INPUT DATA:
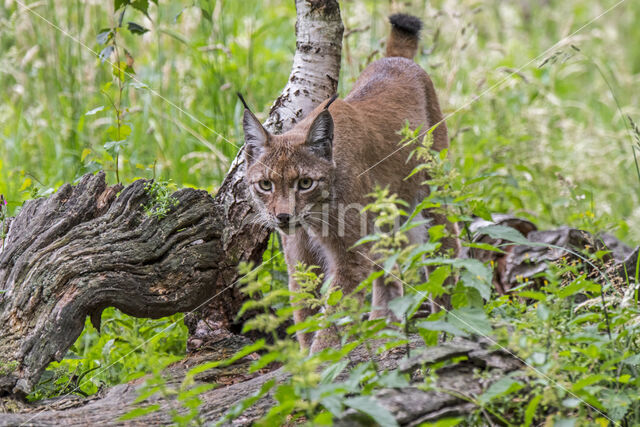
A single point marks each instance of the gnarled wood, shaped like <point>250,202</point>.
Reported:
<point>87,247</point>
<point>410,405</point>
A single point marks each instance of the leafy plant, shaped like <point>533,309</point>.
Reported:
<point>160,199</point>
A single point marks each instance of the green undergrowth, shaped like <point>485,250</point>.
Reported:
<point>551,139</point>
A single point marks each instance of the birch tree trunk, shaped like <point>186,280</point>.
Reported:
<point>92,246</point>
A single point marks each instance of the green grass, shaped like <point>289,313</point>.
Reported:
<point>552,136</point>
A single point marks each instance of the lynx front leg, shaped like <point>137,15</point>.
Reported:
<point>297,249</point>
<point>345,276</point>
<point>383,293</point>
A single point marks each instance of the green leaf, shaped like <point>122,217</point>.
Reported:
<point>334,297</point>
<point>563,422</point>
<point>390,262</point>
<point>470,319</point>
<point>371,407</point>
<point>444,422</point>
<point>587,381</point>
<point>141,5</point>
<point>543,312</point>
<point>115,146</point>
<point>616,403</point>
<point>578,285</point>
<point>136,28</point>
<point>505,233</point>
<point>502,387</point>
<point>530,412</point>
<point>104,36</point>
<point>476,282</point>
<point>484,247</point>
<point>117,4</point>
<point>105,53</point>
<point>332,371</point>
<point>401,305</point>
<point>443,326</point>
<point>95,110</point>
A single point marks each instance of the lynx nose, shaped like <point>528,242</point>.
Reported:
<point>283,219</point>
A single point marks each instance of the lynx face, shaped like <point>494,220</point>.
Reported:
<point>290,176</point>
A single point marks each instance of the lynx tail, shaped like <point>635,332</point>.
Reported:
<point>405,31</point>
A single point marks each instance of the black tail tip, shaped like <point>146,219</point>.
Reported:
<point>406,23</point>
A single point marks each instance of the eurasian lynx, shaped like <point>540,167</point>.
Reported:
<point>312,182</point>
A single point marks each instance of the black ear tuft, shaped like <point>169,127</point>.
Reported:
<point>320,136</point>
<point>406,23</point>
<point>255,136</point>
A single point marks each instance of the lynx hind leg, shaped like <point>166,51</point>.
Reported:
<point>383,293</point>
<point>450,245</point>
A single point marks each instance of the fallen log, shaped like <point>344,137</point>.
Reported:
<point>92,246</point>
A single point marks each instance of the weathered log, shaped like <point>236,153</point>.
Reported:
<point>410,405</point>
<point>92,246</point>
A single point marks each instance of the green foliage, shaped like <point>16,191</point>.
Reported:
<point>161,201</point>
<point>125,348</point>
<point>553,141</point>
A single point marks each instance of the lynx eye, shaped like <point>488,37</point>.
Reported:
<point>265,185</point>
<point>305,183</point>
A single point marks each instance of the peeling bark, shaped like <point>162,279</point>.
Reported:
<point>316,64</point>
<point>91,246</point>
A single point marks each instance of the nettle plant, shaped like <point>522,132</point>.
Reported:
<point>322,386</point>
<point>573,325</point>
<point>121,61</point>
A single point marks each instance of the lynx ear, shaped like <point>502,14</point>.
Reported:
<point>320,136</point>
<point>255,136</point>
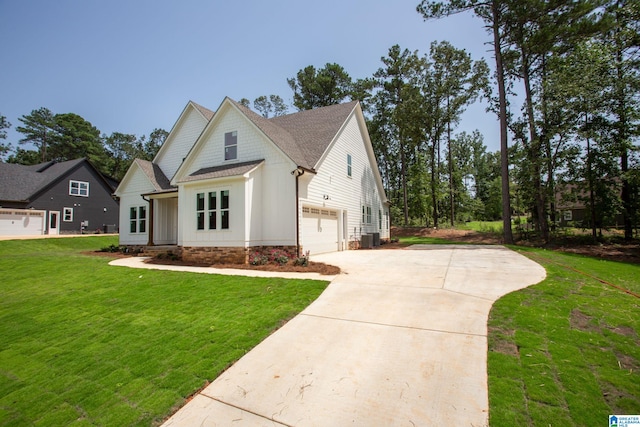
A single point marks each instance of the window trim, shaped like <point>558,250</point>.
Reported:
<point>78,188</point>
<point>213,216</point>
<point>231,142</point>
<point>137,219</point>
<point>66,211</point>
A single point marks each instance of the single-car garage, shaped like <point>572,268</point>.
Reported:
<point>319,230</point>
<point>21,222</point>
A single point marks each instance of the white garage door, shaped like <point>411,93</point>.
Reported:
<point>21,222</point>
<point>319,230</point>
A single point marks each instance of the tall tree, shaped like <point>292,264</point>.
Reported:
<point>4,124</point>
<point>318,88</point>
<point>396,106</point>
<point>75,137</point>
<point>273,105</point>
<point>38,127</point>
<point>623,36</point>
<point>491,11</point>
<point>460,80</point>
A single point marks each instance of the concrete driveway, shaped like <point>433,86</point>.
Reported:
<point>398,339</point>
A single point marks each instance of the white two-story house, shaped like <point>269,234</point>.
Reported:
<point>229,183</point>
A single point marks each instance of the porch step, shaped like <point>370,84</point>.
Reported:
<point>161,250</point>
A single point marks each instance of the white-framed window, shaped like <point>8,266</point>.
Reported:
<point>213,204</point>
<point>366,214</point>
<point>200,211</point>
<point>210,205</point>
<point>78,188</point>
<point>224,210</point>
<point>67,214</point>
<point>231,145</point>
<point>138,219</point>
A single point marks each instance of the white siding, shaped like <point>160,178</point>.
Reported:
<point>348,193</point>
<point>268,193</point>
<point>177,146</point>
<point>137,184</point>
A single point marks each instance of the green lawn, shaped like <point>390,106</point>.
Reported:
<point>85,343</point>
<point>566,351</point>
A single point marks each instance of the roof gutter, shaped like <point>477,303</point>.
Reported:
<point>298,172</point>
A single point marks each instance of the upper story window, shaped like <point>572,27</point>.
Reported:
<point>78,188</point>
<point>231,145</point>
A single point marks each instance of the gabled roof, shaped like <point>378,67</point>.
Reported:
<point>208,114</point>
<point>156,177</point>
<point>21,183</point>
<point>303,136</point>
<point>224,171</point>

WORK TO BE COMPLETED: Repeat the records verbatim, excluding pictures.

RESPONSE BELOW:
A single point marks each instance of the gnarled wood, shaped like <point>250,202</point>.
Reported:
<point>87,247</point>
<point>410,405</point>
A single point marks each instance of the leafy plant, shaped like <point>533,309</point>.
Reported:
<point>160,199</point>
A single point marks each instance of the green undergrowth, shaped like <point>485,250</point>.
Reported:
<point>551,139</point>
A single point marks each instance of the birch tree trunk, shaped like <point>186,280</point>.
Reported:
<point>92,246</point>
A single point marks each instance of the green grass, shaped like <point>289,313</point>.
Reported:
<point>552,136</point>
A single point marks each instance of the lynx front leg, shaped like <point>137,15</point>.
Reported:
<point>297,249</point>
<point>345,276</point>
<point>383,293</point>
A single point marks each instance of the green leaf, shaped like <point>122,217</point>.
Reported:
<point>334,297</point>
<point>563,422</point>
<point>390,262</point>
<point>470,319</point>
<point>371,407</point>
<point>444,422</point>
<point>587,381</point>
<point>141,5</point>
<point>543,312</point>
<point>115,146</point>
<point>616,403</point>
<point>578,285</point>
<point>136,28</point>
<point>505,233</point>
<point>502,387</point>
<point>530,412</point>
<point>104,36</point>
<point>476,282</point>
<point>484,247</point>
<point>117,4</point>
<point>105,53</point>
<point>332,371</point>
<point>401,305</point>
<point>443,326</point>
<point>95,110</point>
A single point marks each instance of the lynx nose, shaped like <point>528,242</point>.
Reported:
<point>283,219</point>
A single point marks each instance of the lynx face, shaped like <point>494,220</point>.
Reported:
<point>290,176</point>
A single point marks each instance of the lynx tail, shaped like <point>635,332</point>.
Reported:
<point>405,31</point>
A single point marks each instance of the black tail tip, shaped like <point>146,219</point>.
Reported:
<point>406,23</point>
A single point marks each instance of the eurasian lynx, shaped like <point>540,167</point>.
Reported:
<point>312,182</point>
A single point marks each instance of the black ear tuft, shaped like <point>169,127</point>.
Reported:
<point>320,136</point>
<point>406,23</point>
<point>255,136</point>
A single point marks each instance of the lynx hind leg, shaped like <point>166,51</point>.
Reported:
<point>383,293</point>
<point>450,245</point>
A single point marks each instance of the fallen log, shaped like <point>344,137</point>.
Reported:
<point>92,246</point>
A single point marks each instance of the weathered log, shaped like <point>236,153</point>.
Reported:
<point>410,405</point>
<point>92,246</point>
A single point marks each instance of the green foliage, shaped like <point>16,191</point>.
Reported:
<point>161,201</point>
<point>125,348</point>
<point>553,141</point>
A single point marks each instance of the lynx eye, shaped like <point>488,37</point>.
Reported:
<point>265,185</point>
<point>305,183</point>
A single point marks each instance of the peeling bark, shaped like <point>162,279</point>.
Reported:
<point>316,64</point>
<point>91,246</point>
A single point marks each instance of the nettle plant, shaped like <point>522,132</point>.
Reported:
<point>322,386</point>
<point>573,325</point>
<point>121,61</point>
A single point marks each instance of the lynx ear, shaped like <point>502,14</point>.
Reported:
<point>320,136</point>
<point>255,136</point>
A single point marks each instance of the window trim, shaped like <point>558,250</point>.
Reported:
<point>78,188</point>
<point>213,216</point>
<point>231,142</point>
<point>137,219</point>
<point>66,211</point>
A single point marks each instance of the single-car garage, shaped like <point>572,268</point>.
Reported:
<point>319,230</point>
<point>21,222</point>
A single point marks each instance of the white garage door, shaped like <point>411,93</point>.
Reported:
<point>21,222</point>
<point>319,230</point>
A single point marks each instance of the tall tree, shaped like <point>292,264</point>.
Reported:
<point>4,124</point>
<point>318,88</point>
<point>396,106</point>
<point>75,137</point>
<point>273,105</point>
<point>38,127</point>
<point>623,36</point>
<point>491,11</point>
<point>460,80</point>
A single point marks each instance of the concrete driveway, shaped like <point>433,86</point>.
Reported:
<point>398,339</point>
A single point marks each instance of the white two-story house, shaped like <point>269,234</point>.
Reported:
<point>229,183</point>
A single point marks each instance of the porch step, shaped like <point>370,84</point>.
Reported:
<point>161,250</point>
A single point marks each instance of the white-framed window, shaped like <point>8,266</point>.
Reported:
<point>213,204</point>
<point>366,214</point>
<point>200,211</point>
<point>210,205</point>
<point>78,188</point>
<point>224,210</point>
<point>67,214</point>
<point>231,145</point>
<point>138,219</point>
A single point marks each instance of the white siding, shaped like <point>160,178</point>.
Reported:
<point>348,193</point>
<point>268,193</point>
<point>177,146</point>
<point>137,184</point>
A single point marks each instance of the green lawn, shaped like <point>390,106</point>.
Reported:
<point>85,343</point>
<point>566,351</point>
A single point marks each instance of the roof gutter, shaped like <point>477,303</point>.
Reported:
<point>298,172</point>
A single point marks each instance of the upper story window, shaped like <point>572,27</point>.
Reported:
<point>78,188</point>
<point>231,145</point>
A single point marks each instance of the gabled roof, shaped like <point>378,67</point>.
Reported:
<point>208,114</point>
<point>156,177</point>
<point>21,183</point>
<point>303,136</point>
<point>224,171</point>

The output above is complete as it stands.